Point labeling examples

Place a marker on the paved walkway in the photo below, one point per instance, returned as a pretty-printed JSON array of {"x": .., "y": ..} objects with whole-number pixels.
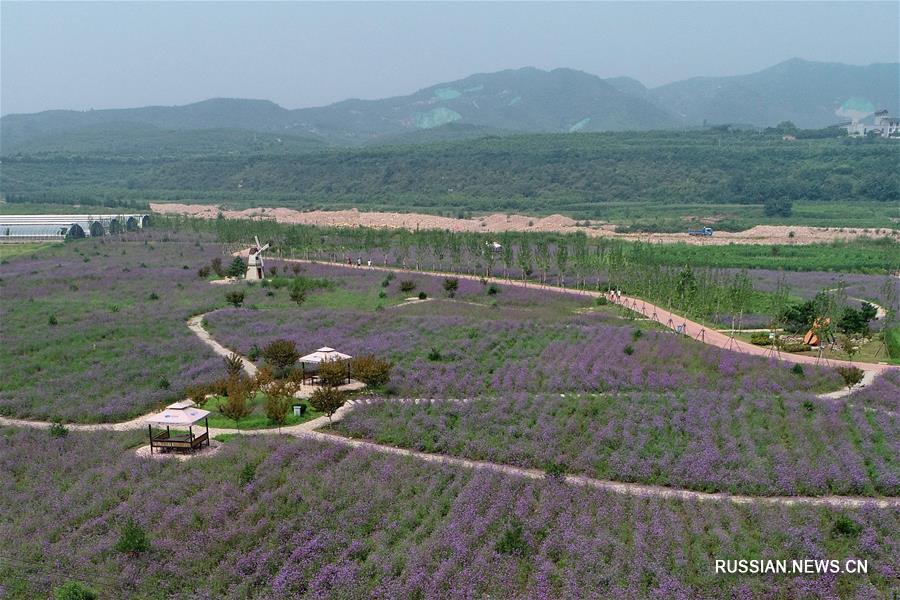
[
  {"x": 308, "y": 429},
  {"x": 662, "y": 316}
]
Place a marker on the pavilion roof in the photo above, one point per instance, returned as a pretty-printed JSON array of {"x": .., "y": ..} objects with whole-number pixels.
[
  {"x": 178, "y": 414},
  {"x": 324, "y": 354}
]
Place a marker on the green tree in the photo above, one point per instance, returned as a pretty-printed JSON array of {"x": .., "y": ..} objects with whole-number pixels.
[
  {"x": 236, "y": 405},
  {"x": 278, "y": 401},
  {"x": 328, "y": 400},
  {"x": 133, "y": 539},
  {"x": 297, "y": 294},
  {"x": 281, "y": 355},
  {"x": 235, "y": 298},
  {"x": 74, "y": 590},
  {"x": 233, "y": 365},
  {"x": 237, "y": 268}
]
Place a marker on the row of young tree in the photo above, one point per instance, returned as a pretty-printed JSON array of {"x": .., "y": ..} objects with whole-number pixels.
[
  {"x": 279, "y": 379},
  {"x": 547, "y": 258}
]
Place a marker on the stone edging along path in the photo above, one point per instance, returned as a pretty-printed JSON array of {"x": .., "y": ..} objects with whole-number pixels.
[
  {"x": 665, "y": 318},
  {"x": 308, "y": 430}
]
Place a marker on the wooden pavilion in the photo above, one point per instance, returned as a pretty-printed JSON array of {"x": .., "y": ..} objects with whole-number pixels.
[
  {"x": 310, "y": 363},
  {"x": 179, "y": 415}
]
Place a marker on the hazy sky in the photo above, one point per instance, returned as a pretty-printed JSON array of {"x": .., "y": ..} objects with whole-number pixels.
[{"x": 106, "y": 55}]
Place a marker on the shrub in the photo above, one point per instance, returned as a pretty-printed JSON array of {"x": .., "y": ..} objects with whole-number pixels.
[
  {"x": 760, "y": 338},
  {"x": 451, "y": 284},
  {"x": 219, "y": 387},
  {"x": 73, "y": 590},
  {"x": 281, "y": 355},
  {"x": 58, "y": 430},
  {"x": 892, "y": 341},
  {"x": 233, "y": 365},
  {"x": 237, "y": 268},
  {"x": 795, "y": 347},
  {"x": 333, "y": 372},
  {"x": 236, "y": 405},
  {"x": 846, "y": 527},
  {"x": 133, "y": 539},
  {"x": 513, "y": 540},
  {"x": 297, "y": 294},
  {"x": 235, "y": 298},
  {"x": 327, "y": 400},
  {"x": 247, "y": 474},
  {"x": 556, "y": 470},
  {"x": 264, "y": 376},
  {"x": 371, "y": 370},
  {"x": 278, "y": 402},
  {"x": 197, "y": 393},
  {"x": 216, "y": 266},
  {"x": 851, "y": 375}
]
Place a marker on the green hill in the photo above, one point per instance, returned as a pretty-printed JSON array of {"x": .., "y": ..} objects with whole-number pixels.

* Stated exercise *
Rewrite all of the material above, swapping "Place a marker" for "Put a point" everywhere it appears and keeping everything else the same. Omit the pictures.

* Correct answer *
Put a point on the paved walkway in the photo below, one point per instance, returned as a pretty-printed JSON array of {"x": .., "y": ..} objects with whole-number pixels.
[
  {"x": 308, "y": 429},
  {"x": 662, "y": 316}
]
Put a point on the pavilion roof in the photo above, one point per instance, returned as a pretty-printed JSON array of {"x": .., "y": ..} objects with whole-number pixels.
[
  {"x": 178, "y": 414},
  {"x": 324, "y": 354}
]
Put a point on the green tree in the photo above, one point per instance, returned as a pretty-printed JSON array of {"x": .., "y": ..} objects with whole-number pixels.
[
  {"x": 236, "y": 405},
  {"x": 278, "y": 401},
  {"x": 328, "y": 400},
  {"x": 133, "y": 539},
  {"x": 297, "y": 294},
  {"x": 281, "y": 355},
  {"x": 235, "y": 298},
  {"x": 74, "y": 590},
  {"x": 233, "y": 365},
  {"x": 237, "y": 268}
]
Put a point on the row of young tree in the photo above, one point per instance, returned as a pretty-printed JSON array of {"x": .., "y": ..} objects with whole-number pixels.
[
  {"x": 279, "y": 379},
  {"x": 547, "y": 258}
]
Put a point on the stone edging along path in the photo above, one point per instance, returned as a pretty-printed JSON array of {"x": .., "y": ..} objects with whole-number pixels.
[
  {"x": 665, "y": 318},
  {"x": 308, "y": 430}
]
Put a point on the wooden pavilion in the photo above, one point per instance, returned as a pretty-printed JSON array of {"x": .., "y": ..} objects with whole-number pixels.
[
  {"x": 310, "y": 363},
  {"x": 179, "y": 415}
]
Put a point on the hazy sky in the photo above, one point per instance, returned as a pretty-printed JSON array of {"x": .., "y": ..} objects with whole-number pixels.
[{"x": 106, "y": 55}]
Put a point on the shrub in the photo above, one point per instance, returned as a pretty-printed JSON array of {"x": .., "y": ..} objects with whole-number pixels.
[
  {"x": 760, "y": 338},
  {"x": 451, "y": 284},
  {"x": 219, "y": 387},
  {"x": 73, "y": 590},
  {"x": 281, "y": 355},
  {"x": 58, "y": 430},
  {"x": 892, "y": 341},
  {"x": 233, "y": 365},
  {"x": 237, "y": 268},
  {"x": 795, "y": 347},
  {"x": 333, "y": 372},
  {"x": 236, "y": 405},
  {"x": 846, "y": 527},
  {"x": 133, "y": 539},
  {"x": 513, "y": 540},
  {"x": 297, "y": 294},
  {"x": 235, "y": 298},
  {"x": 327, "y": 400},
  {"x": 247, "y": 474},
  {"x": 556, "y": 470},
  {"x": 264, "y": 376},
  {"x": 371, "y": 370},
  {"x": 278, "y": 402},
  {"x": 197, "y": 393},
  {"x": 216, "y": 266},
  {"x": 851, "y": 375}
]
Put a point on the green hill in the photo above, one point per instance, returned as a pretty-printed JSON array of {"x": .., "y": ..} objects with whole-number pixels.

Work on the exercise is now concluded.